EXERCISE: Begin at the line below that contains "the stone step". Repeat it and all remaining lines of the records exactly.

Pointing and labeling entries
:::::

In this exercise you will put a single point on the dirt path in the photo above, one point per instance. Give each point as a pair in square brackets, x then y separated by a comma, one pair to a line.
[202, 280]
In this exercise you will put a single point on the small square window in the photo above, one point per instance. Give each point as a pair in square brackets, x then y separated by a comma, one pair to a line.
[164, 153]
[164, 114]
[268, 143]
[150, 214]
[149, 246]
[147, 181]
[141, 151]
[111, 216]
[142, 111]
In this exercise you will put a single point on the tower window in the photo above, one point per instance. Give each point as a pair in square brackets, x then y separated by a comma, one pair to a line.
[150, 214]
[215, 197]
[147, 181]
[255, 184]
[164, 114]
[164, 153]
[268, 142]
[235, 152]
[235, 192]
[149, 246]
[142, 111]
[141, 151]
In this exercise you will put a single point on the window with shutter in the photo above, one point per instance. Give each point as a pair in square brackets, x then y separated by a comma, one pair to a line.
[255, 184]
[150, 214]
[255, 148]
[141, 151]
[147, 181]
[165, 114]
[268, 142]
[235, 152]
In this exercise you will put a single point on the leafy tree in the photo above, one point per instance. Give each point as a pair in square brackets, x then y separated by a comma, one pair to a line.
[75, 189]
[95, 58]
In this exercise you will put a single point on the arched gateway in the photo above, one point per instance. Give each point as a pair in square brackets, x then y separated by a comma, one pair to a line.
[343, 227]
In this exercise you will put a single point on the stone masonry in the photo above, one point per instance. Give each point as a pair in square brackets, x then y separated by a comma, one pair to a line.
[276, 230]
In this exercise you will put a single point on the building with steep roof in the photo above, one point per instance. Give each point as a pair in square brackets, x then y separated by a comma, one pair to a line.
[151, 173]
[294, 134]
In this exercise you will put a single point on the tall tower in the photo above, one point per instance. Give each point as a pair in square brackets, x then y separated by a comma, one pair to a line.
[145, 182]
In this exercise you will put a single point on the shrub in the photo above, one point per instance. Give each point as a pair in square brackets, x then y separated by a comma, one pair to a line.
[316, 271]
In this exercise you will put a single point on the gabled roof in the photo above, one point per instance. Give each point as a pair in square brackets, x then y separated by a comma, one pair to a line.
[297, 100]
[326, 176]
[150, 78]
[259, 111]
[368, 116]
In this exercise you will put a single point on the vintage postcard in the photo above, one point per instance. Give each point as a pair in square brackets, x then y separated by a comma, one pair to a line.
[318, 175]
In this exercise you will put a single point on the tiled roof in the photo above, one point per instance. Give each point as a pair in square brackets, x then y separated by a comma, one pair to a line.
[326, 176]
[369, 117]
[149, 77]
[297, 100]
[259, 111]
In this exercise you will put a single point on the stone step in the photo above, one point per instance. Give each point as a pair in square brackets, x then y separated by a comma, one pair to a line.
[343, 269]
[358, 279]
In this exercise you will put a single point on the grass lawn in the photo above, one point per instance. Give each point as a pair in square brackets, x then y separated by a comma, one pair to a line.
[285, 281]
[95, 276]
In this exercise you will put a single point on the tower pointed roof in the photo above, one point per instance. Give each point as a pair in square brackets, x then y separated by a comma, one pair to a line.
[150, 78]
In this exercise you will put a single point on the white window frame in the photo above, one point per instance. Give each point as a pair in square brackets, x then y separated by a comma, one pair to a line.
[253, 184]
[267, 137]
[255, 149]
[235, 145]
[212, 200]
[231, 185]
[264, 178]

:::::

FINISHED ANSWER:
In this exercise you will put a single point on the stone step in the photo above, one point per instance. Give each point as a pair in square brackets, x then y separated by a comma, one pair to a line.
[343, 269]
[358, 279]
In this exercise you will put a single point on the grass lawn in the photo above, one point per instance. Give each point as a pair in square brackets, x then y separated by a comma, one pair to a line.
[285, 281]
[95, 276]
In this exercise you will put a single point on the tower pointed roof in the photo above, one point per instance. Give each point as a pair in square brackets, x then y separated by a comma, one pair to a line.
[150, 78]
In this exercise you will put a single point on the white window frame in the photo above, one point per instance. Give each point as a pair in square brackets, x then y separated by a comma, one pair to a line.
[253, 184]
[267, 137]
[255, 149]
[235, 145]
[212, 200]
[231, 185]
[264, 178]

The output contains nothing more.